§ **Article**:
Server 460 may be a server, e.g. a server of computing device 100 or 202 or server 220, which is located in cloud-side network 450. Server 450 may be connected to database 462 and server 454 of cloud-side network 450. Server 460 may send or retrieve data from database 462. Data may be transferred between server 460 and server 454.

Server 454 may be a server, e.g. a server of computing device 100 or 202 or server 220, which is located in cloud-side network 450. Server 454 may be connected to server 460 and 458 located within cloud-side network 450. Data may be transferred between server 454 and server 460. Data may be transferred between server 454 and server 458. Server 454 may be connected to database 452 and/or database 464 located within cloud-side network 450.

Server 456 may be a server, e.g. a server of computing device 100 or 202 or server 220, which is located in cloud-side network 450. Server 456 may be connected to server 458 of cloud-side network 450. Data may be transferred between server 456 and server 458. Server 456 may be connected to database 452 of cloud-side network 450. Server 456 may retrieve or store data of database 452.

Server 458 may be a server, e.g. a server of computing device 100 or 202 or server 220, which is located in cloud-side network 450. Server 458 may be connected to server 454 and/or server 456 of cloud-side network 456. Data may be transferred between server 458 and server 454. Data may be transferred between server 458 and server 456. Server 458 may be connected to database 462 located within cloud-side network 450. Server 458 may retrieve or send data to database 462.

§ **Available data**:
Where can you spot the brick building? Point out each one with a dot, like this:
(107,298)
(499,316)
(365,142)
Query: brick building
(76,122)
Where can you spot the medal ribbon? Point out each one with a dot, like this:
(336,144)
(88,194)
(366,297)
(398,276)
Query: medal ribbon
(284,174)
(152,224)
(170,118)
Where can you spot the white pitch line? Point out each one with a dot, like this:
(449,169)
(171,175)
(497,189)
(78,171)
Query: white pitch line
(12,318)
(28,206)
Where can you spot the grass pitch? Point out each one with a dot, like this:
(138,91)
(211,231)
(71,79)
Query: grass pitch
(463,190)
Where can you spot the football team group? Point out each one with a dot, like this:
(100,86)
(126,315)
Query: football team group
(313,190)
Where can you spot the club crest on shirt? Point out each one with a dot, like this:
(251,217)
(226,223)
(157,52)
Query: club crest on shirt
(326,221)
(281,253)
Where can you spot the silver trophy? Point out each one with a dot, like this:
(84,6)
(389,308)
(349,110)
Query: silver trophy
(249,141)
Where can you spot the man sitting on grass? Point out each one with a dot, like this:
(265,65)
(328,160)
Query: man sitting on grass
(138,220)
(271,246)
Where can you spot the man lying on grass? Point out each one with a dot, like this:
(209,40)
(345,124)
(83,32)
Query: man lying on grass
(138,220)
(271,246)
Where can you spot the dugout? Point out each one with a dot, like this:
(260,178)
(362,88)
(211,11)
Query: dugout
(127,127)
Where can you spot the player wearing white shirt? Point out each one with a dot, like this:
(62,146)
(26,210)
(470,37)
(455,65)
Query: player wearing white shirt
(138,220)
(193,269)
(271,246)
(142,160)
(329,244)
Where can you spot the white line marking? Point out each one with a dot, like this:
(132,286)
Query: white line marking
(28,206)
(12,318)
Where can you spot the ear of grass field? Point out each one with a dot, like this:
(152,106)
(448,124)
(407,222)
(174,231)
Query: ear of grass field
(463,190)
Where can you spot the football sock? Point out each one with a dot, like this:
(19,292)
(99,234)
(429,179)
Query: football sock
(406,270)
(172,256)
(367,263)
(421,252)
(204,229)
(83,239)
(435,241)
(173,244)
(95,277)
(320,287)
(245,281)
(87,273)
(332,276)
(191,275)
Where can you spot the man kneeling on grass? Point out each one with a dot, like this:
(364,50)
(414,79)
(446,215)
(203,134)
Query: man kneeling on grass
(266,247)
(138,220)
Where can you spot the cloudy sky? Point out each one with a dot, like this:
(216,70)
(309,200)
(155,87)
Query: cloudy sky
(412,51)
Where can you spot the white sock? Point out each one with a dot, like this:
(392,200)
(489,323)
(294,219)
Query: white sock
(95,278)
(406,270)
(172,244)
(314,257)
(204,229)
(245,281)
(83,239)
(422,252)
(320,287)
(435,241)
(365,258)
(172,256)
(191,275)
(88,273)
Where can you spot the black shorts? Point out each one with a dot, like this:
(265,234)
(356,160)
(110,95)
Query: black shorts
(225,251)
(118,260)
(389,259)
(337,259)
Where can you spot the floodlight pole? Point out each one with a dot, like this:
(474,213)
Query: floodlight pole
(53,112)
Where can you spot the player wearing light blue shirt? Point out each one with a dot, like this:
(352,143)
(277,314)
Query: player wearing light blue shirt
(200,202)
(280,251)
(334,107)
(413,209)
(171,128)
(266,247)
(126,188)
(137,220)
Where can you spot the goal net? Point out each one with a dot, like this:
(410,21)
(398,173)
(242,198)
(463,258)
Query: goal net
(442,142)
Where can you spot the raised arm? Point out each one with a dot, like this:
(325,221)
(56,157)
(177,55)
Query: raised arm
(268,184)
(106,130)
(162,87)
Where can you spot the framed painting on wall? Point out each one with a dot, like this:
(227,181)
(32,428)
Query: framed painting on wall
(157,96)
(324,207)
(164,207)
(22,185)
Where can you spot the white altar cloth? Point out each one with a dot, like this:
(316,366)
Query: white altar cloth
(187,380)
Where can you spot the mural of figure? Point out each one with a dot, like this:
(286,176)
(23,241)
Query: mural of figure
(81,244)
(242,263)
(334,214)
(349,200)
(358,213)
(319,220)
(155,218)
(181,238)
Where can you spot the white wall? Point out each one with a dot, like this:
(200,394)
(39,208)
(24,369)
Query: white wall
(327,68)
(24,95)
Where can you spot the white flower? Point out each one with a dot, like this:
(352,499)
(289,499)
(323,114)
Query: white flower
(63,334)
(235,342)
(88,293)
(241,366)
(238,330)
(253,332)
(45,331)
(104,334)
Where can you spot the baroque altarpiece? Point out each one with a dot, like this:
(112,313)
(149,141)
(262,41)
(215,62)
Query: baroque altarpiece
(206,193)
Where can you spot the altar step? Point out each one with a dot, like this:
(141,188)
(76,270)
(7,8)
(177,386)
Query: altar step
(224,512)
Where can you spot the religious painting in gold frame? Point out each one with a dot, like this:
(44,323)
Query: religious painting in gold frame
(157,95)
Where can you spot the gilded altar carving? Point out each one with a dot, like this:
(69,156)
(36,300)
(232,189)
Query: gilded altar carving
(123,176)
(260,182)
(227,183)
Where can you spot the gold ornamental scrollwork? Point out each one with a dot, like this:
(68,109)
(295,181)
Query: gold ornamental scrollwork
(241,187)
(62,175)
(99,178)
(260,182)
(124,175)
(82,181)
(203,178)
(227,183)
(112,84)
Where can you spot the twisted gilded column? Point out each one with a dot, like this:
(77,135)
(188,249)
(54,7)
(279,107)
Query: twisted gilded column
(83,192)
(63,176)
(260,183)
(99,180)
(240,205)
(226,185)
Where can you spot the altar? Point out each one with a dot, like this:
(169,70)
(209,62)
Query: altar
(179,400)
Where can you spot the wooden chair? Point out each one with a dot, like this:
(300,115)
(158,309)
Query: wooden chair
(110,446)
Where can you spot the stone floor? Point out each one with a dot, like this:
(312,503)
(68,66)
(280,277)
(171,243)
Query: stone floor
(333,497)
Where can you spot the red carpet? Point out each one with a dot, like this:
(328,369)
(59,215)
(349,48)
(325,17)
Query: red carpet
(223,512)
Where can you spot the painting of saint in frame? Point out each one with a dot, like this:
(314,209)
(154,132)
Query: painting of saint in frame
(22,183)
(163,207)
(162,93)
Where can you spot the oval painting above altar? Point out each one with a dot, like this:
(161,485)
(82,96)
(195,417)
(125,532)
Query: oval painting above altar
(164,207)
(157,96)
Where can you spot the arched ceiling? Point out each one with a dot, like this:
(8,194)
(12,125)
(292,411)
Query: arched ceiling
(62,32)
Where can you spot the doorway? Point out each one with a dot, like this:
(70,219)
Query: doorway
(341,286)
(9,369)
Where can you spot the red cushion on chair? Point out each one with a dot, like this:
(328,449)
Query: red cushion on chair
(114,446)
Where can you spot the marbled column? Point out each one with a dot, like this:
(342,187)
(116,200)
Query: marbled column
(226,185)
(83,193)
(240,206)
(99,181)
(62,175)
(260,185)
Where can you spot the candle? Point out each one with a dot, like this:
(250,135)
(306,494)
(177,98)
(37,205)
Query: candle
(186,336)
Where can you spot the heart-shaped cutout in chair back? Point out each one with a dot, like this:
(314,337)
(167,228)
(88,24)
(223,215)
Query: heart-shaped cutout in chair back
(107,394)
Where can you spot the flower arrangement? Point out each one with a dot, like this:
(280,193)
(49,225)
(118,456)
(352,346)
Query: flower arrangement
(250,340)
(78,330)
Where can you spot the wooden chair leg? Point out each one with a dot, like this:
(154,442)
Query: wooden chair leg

§ **Problems**:
**a)** Locate each line in the records that contains the string "stone", and copy those lines. Matching is case-sensitive.
**b)** Carry on the passage about the servers in the cloud-side network, picking up right after its final sentence.

§ **Responses in order**:
**a)**
Where can you spot the stone floor? Point out each one with a dot, like this:
Query: stone floor

**b)**
FIG. 4B illustrates an exemplary system of components for training a machine learning model. Computing devices 100, 202, 210, 220 or 230 of FIGS. 1 and 2 or their constituent parts, may be configured to carry out any of the methods of the present invention. Any computing devices of FIGS. 1 and 2 or their constituent parts, may include servers 454, 456 or 458, or databases 452, 462 or 464.

In some embodiments, customer-side network 400 (e.g. customer side network 400) may include database 408, server 402 and computer 406 and server 404 may be located within cloud-side network 450.

Server 404 may be a server, e.g. a server of computing device 100 or 202 or server 220, which is located in cloud-side network 450. Server 404 may be connected to database 464 present in cloud-side network 450. Server 404 may be connected to server 402 via a network, e.g. internet or a private network connection.

FIG. 5 illustrates an exemplary system of components for training a machine learning model, according to an embodiment of the invention. Computing devices 100, 202, 210 or 220 of FIGS. 1 and 2 or their constituent parts, may be configured to carry out embodiments of the present invention. For example, any computing devices of FIGS. 1 and 2 or their constituent parts, may include an auto-refresh service 564, a performance calculator service 562, and a training model database 552.

Detection service 502 may be a service which can retrieve input from customers, e.g. details or data related to a planned transaction. Service 502 may process transactions and events, e.g. in real-time or in a batch mode. Service 502 may include rule-based and ML-based detection models such as XGBoost, CatBoost, logistic regression models to identify fraud and money laundering activities. Service 502 may be executed using for example a Linux or windows virtual machine with java virtual machines (JVM) and Python code and scaled to multiple instances to accommodate the volume of data to be processed. Service 502 may be executed within a customer network, e.g. customer network 500.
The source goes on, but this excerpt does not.